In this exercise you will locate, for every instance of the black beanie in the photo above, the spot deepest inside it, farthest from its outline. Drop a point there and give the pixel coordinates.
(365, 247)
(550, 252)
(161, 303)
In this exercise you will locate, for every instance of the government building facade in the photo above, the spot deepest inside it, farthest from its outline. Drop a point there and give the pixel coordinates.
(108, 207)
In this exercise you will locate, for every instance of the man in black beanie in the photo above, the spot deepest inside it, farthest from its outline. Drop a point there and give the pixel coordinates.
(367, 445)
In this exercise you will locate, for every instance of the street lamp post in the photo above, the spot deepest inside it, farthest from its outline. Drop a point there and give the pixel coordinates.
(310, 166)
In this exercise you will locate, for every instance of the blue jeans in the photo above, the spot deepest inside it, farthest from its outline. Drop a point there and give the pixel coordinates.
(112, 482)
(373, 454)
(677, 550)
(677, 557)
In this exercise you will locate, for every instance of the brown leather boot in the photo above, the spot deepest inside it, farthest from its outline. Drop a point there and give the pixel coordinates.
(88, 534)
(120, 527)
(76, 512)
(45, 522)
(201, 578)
* * * * *
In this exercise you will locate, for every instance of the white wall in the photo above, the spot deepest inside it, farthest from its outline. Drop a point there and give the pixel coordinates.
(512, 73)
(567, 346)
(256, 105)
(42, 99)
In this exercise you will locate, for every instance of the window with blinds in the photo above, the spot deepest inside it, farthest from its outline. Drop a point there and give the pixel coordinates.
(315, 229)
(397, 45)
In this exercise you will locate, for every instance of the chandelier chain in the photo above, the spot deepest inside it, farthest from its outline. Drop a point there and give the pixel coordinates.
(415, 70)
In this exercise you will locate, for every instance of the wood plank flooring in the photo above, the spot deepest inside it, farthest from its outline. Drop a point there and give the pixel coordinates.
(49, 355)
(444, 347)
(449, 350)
* * * * *
§ **INSTRUCTION**
Return each line of the rows above that contains the word "beanie", copied in full.

§ **RESPONSE**
In this exercise you will locate, for every instance of the black beanie in the photo above, the spot deepest inside it, farthest from its outline. Drop a point there and give the pixel coordinates.
In this exercise you will locate, for every instance of the man in black beanie in the photo above, the spot deepest inside it, farthest from its outline. Drop a point there and give the pixel coordinates.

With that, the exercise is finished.